## Source data
----------------
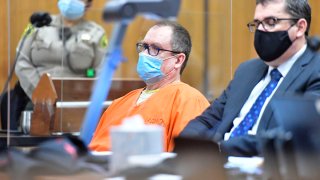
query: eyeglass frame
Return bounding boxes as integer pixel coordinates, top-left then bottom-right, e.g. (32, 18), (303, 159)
(247, 17), (300, 32)
(136, 42), (181, 56)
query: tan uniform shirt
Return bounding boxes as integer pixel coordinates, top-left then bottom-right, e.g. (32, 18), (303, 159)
(15, 15), (107, 98)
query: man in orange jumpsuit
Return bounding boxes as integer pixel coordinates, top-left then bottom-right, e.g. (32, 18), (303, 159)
(89, 21), (209, 152)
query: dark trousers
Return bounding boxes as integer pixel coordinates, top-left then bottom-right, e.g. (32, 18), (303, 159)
(0, 82), (31, 130)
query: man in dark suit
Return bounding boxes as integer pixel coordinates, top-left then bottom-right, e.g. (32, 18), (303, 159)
(180, 0), (320, 157)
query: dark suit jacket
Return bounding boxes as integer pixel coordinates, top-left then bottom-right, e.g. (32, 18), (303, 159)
(180, 47), (320, 157)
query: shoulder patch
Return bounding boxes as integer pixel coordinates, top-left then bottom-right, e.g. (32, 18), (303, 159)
(99, 34), (108, 48)
(22, 23), (36, 37)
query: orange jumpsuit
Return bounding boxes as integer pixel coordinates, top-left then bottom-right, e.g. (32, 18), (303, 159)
(89, 82), (209, 152)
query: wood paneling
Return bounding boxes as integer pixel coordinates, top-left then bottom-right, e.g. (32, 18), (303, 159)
(1, 0), (320, 99)
(0, 0), (8, 90)
(309, 1), (320, 35)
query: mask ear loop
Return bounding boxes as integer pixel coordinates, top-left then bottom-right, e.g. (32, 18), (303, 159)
(165, 53), (184, 73)
(287, 19), (300, 43)
(157, 55), (180, 84)
(288, 27), (298, 44)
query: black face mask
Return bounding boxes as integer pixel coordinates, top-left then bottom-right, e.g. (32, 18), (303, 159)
(254, 29), (293, 62)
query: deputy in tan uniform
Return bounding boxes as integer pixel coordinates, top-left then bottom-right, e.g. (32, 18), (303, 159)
(0, 0), (107, 130)
(16, 0), (108, 99)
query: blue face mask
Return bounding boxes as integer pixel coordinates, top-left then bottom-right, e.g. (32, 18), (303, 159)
(136, 53), (164, 84)
(58, 0), (85, 20)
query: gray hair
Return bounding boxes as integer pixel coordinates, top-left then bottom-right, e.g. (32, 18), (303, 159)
(153, 21), (192, 74)
(256, 0), (311, 36)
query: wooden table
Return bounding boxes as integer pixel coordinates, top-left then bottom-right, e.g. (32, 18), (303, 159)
(0, 132), (65, 147)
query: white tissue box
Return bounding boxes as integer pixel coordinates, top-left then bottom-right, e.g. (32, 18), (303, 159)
(110, 115), (164, 172)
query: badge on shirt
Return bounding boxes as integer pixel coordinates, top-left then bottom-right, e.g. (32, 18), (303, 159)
(99, 35), (108, 48)
(81, 33), (91, 41)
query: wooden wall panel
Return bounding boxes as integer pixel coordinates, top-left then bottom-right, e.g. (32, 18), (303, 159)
(309, 1), (320, 35)
(232, 0), (256, 70)
(0, 0), (8, 90)
(1, 0), (320, 99)
(205, 0), (232, 98)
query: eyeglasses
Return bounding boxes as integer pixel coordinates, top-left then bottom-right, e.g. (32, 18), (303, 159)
(247, 17), (299, 32)
(136, 42), (180, 56)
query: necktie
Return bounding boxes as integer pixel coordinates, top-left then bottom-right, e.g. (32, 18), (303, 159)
(230, 69), (282, 138)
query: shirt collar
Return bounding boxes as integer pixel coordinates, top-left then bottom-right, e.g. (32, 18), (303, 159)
(268, 44), (307, 77)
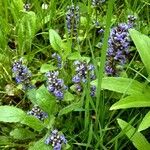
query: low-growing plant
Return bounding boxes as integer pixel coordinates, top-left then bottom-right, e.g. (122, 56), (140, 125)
(0, 0), (150, 150)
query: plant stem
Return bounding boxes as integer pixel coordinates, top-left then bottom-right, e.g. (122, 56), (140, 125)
(95, 0), (115, 142)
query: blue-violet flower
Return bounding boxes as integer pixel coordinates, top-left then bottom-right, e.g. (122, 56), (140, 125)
(12, 58), (32, 89)
(105, 15), (136, 76)
(27, 105), (48, 121)
(45, 129), (67, 150)
(66, 5), (80, 37)
(46, 71), (67, 100)
(72, 60), (96, 97)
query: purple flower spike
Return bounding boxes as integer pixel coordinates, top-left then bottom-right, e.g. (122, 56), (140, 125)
(46, 71), (66, 100)
(45, 129), (67, 150)
(54, 90), (64, 100)
(12, 58), (32, 89)
(72, 75), (81, 83)
(27, 105), (48, 121)
(66, 5), (80, 37)
(54, 143), (62, 150)
(72, 60), (96, 97)
(105, 16), (136, 76)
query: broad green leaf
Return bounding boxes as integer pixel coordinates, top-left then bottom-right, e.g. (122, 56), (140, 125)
(80, 57), (91, 63)
(117, 119), (150, 150)
(26, 88), (37, 105)
(10, 128), (35, 140)
(67, 52), (81, 60)
(58, 101), (82, 116)
(29, 138), (52, 150)
(138, 111), (150, 131)
(129, 29), (150, 75)
(36, 85), (57, 116)
(0, 106), (44, 131)
(70, 85), (77, 92)
(64, 91), (74, 102)
(110, 94), (150, 110)
(91, 77), (150, 95)
(80, 16), (88, 27)
(45, 115), (55, 129)
(21, 115), (45, 131)
(61, 42), (72, 60)
(40, 63), (57, 73)
(41, 15), (51, 25)
(0, 106), (25, 122)
(49, 29), (62, 51)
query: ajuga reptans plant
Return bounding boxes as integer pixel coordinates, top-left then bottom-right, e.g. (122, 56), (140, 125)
(105, 15), (137, 76)
(72, 60), (96, 97)
(66, 5), (80, 37)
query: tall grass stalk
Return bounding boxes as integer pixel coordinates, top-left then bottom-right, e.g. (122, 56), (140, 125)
(95, 0), (115, 139)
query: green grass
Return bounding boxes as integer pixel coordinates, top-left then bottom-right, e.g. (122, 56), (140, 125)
(0, 0), (150, 149)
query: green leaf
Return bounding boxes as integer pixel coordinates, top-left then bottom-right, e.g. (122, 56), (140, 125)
(10, 128), (35, 140)
(80, 16), (88, 27)
(11, 0), (23, 11)
(0, 106), (25, 122)
(117, 118), (150, 150)
(0, 136), (11, 145)
(80, 57), (91, 63)
(0, 106), (44, 131)
(29, 138), (52, 150)
(64, 91), (74, 102)
(36, 85), (57, 116)
(67, 52), (81, 60)
(40, 63), (57, 73)
(17, 11), (37, 53)
(10, 0), (24, 22)
(138, 111), (150, 132)
(26, 88), (37, 105)
(91, 77), (150, 95)
(129, 29), (150, 75)
(110, 94), (150, 110)
(61, 42), (72, 60)
(49, 29), (62, 52)
(21, 115), (45, 131)
(58, 101), (82, 116)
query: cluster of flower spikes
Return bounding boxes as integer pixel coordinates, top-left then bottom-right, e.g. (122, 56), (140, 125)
(66, 5), (80, 37)
(52, 53), (62, 69)
(27, 105), (48, 121)
(105, 15), (137, 76)
(46, 71), (67, 100)
(72, 60), (96, 97)
(12, 58), (32, 89)
(45, 129), (67, 150)
(92, 0), (105, 7)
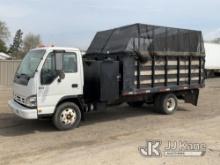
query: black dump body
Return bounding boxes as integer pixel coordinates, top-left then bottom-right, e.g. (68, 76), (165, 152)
(84, 23), (205, 103)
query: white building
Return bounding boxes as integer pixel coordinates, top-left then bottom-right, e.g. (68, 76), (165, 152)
(0, 52), (11, 60)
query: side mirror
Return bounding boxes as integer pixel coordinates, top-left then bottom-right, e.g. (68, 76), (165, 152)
(57, 70), (65, 82)
(54, 50), (65, 82)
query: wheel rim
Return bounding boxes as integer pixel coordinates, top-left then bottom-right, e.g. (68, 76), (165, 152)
(166, 97), (176, 112)
(60, 108), (77, 125)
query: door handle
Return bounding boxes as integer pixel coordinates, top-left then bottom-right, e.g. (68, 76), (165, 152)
(39, 86), (44, 90)
(72, 84), (78, 88)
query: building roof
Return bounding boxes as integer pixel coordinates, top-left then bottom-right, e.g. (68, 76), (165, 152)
(0, 52), (11, 60)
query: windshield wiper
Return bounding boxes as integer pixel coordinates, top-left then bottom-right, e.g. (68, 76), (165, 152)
(21, 73), (30, 78)
(16, 73), (30, 79)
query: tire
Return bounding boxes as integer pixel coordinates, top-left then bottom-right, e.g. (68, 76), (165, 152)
(53, 102), (81, 130)
(127, 101), (144, 107)
(154, 93), (177, 115)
----------------
## Activity
Output exactly the lines of the material above from the one containing "query: door handle" up to and including the one containing "query: tire".

## Output for this task
query: door handle
Return bounding boxes as integer pixel coordinates, top-left then bottom-right, e.g. (68, 76), (165, 152)
(39, 86), (44, 90)
(72, 84), (78, 88)
query: building roof
Return bounding boxes as integer pixel coordinates, top-left then bottom-right, e.g. (68, 76), (165, 152)
(0, 52), (11, 60)
query: windshield wiper
Return bounding boxes as integer pixel coordinates, top-left then bottom-right, e.g. (68, 76), (165, 152)
(21, 73), (30, 78)
(16, 73), (30, 79)
query: tire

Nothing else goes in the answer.